> [Tarefas a realizar]
a: De acordo com o texto fornecido, em que mês e ano tiveram início as aulas de dança gaúcha?
b: Informe se cada afirmação está de acordo com o texto fornecido, respondendo sim ou não e transcrevendo literalmente as palavras do texto que decidem a questão. (i) As aulas eram ministradas aos domingos, no Parque Gigante. (ii) Dalle Molle encontrou o anúncio de voluntários enquanto procurava na internet ingressos para um jogo do Internacional. (iii) A ideia de ensinar dança gauchesca surgiu na Restinga.

> [Texto fornecido]
.....
Entre eles, um professor de dança que estava prestes a formar sua primeira
turma de adolescentes em um projeto social do Sport Club Internacional e fui
conferir.
Solidariedade via tradição
Há duas semanas do Natal, o funcionário público Antônio
Dalle Molle perdia a festa da escola dos filhos para fazer o ensaio geral de
sua turma no projeto INTERAGIR, mas garante que valeu a pena. Ele conta que
sempre teve vontade de fazer algum trabalho social, principalmente depois de
trabalhar na FASE (antiga FEBEM) e na Promotoria Criminal da Restinga, onde,
conforme ele, a situação da dependência química é
alarmante. “Filhos matando pais, mães acorrentando filhos, guerra
de tráfico.. (...) Lá na Restinga é que surgiu a idéia
de ensinar dança gauchesca para crianças e adolescentes”,
conta Dalle Molle.
Ao procurar na internet ingressos para um jogo do Internacional, Dalle Molle
viu um anúncio solicitando voluntários para participar do projeto
organizado por Constance Piffero. Ele apresentou seu objetivo de trabalhar com
adolescentes em situação de risco social e a idéia foi
aprovada pelo Inter. As aulas de dança gaúcha iniciaram em agosto
de 2008 e eram dadas aos sábados, na rua, no Parque Gigante, em chão
batido e com um aparelho de som que Dalle Molle levava de casa.
.....
> [Dados de origem]

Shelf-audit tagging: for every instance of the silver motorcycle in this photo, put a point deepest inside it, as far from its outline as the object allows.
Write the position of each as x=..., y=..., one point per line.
.....
> [Lista de respostas]
a: Em agosto de 2008.

b:
(i) Não: "eram dadas aos sábados, na rua, no Parque Gigante"
(ii) Sim: "Ao procurar na internet ingressos para um jogo do Internacional, Dalle Molle viu um anúncio solicitando voluntários"
(iii) Sim: "Lá na Restinga é que surgiu a idéia de ensinar dança gauchesca"